### Given instruction
Quote verbatim the lines of the data below, from the line containing "the black cap" through the line containing "164), (35, 169)]", with both of those lines included.

Extracted records
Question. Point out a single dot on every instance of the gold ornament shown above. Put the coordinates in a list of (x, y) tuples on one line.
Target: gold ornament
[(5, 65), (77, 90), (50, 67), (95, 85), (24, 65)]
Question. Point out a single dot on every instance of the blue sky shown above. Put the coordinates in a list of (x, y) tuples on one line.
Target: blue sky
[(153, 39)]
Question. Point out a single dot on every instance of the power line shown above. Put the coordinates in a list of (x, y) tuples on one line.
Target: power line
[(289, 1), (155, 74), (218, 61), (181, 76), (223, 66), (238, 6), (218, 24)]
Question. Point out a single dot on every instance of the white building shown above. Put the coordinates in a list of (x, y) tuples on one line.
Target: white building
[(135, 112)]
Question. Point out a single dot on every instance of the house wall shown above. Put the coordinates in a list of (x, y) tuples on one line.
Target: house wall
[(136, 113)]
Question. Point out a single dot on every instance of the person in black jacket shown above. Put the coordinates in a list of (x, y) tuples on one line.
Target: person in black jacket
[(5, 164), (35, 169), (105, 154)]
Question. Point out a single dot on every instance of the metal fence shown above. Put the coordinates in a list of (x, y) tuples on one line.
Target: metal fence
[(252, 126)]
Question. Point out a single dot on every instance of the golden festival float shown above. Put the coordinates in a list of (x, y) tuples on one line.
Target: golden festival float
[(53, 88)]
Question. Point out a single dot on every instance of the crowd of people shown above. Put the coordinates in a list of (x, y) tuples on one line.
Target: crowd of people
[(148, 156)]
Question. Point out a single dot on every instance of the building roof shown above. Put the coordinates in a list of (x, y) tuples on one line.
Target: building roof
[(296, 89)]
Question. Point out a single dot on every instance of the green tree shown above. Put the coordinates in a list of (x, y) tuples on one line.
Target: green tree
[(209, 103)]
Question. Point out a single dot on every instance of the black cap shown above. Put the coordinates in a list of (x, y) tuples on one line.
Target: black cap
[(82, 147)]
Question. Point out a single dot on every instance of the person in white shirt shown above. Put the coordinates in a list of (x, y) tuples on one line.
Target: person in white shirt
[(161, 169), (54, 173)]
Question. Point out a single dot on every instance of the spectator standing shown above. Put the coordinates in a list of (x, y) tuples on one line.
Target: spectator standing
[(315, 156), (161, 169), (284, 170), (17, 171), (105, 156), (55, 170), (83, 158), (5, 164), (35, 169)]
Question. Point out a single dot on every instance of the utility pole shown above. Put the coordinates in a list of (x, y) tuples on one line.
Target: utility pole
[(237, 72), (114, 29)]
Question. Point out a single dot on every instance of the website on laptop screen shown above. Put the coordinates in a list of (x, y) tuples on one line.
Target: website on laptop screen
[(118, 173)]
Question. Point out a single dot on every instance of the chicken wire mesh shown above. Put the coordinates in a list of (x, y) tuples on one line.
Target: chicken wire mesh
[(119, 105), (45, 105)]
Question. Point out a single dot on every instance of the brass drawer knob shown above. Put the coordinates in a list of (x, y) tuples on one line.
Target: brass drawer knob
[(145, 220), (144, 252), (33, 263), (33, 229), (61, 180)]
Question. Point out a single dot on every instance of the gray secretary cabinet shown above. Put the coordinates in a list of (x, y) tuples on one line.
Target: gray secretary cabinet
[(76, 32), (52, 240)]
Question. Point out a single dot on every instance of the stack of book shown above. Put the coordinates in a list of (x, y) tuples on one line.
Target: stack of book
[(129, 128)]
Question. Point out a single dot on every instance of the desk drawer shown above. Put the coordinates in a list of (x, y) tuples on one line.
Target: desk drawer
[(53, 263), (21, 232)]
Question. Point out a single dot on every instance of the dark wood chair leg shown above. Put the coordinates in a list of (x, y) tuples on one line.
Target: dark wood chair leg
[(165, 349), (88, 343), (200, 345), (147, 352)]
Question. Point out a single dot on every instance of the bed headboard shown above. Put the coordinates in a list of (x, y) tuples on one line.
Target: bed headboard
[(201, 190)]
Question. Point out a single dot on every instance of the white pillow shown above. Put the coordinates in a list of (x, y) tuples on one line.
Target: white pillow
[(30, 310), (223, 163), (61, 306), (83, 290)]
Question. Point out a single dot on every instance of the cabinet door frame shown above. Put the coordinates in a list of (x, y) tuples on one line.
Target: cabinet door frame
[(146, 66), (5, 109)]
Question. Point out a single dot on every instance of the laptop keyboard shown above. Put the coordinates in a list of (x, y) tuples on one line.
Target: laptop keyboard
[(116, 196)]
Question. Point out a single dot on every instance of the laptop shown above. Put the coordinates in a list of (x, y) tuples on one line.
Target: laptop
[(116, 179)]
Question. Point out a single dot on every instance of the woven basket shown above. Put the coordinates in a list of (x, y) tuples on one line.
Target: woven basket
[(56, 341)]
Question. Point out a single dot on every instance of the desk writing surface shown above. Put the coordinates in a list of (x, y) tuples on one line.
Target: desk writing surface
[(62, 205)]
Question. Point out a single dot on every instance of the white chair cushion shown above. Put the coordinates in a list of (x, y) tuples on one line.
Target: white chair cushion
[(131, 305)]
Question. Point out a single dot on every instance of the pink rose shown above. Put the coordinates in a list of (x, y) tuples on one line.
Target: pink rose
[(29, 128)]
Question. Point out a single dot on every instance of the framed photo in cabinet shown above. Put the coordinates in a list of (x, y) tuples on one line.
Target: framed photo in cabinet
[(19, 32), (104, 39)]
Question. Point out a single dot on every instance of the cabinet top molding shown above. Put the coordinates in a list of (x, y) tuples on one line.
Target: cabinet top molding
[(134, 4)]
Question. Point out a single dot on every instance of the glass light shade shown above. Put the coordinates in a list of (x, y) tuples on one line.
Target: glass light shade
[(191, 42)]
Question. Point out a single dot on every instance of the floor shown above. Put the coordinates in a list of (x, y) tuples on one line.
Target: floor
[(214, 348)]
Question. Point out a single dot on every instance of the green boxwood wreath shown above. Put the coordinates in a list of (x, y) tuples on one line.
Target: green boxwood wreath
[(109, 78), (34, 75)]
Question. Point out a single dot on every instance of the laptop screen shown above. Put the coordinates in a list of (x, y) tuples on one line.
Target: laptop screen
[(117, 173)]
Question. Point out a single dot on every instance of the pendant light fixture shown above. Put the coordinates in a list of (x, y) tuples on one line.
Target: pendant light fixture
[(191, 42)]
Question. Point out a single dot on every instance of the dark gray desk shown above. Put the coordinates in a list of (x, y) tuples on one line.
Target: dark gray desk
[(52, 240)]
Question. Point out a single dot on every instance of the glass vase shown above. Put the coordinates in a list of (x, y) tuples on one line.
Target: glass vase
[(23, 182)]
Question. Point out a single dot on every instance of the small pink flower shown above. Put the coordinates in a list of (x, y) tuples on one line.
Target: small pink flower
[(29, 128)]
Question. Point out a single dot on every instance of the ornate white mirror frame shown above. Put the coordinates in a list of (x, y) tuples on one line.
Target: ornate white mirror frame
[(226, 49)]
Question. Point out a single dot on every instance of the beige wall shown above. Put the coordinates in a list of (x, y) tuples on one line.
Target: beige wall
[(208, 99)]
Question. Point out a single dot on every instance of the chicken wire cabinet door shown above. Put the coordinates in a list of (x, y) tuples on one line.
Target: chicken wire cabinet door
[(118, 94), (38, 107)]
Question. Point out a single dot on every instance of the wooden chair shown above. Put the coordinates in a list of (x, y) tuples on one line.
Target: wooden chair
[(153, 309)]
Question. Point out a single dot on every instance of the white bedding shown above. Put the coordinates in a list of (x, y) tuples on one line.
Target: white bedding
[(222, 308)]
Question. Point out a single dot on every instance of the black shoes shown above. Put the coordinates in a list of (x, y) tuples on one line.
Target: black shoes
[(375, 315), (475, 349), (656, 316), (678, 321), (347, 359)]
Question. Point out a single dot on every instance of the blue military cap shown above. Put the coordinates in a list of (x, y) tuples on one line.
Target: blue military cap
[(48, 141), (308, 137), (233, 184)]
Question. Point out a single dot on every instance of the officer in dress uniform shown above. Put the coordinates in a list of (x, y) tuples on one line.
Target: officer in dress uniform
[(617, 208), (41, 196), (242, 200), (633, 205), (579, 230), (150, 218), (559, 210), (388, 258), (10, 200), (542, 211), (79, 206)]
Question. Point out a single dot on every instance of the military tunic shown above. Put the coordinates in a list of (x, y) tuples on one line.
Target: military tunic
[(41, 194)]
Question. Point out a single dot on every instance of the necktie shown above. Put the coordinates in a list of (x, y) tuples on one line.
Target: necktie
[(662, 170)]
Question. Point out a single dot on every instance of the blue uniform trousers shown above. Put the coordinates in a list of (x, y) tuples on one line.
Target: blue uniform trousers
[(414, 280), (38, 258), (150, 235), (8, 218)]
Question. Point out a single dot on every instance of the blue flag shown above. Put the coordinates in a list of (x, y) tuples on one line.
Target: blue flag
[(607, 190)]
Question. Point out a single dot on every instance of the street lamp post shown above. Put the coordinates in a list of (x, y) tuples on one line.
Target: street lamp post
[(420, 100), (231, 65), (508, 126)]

### Correct result
Question. Point out a single dot on every instance of the black cap shown above. Put the coordinates in a list of (x, y) tuples on one line.
Target: black cap
[(82, 147)]
Question. Point out a single dot on every instance of the person in white shirt shown above. Put the coordinates in a list of (x, y) tuples on one line.
Target: person in white shirt
[(161, 169), (54, 173)]
Question. Point out a single dot on every instance of the spectator standing shown above. Put the coordinates in a list of (x, y) tuples on one line.
Target: spectator standing
[(315, 156), (161, 169), (284, 170), (17, 171), (105, 156), (55, 170), (83, 158), (5, 164), (35, 169)]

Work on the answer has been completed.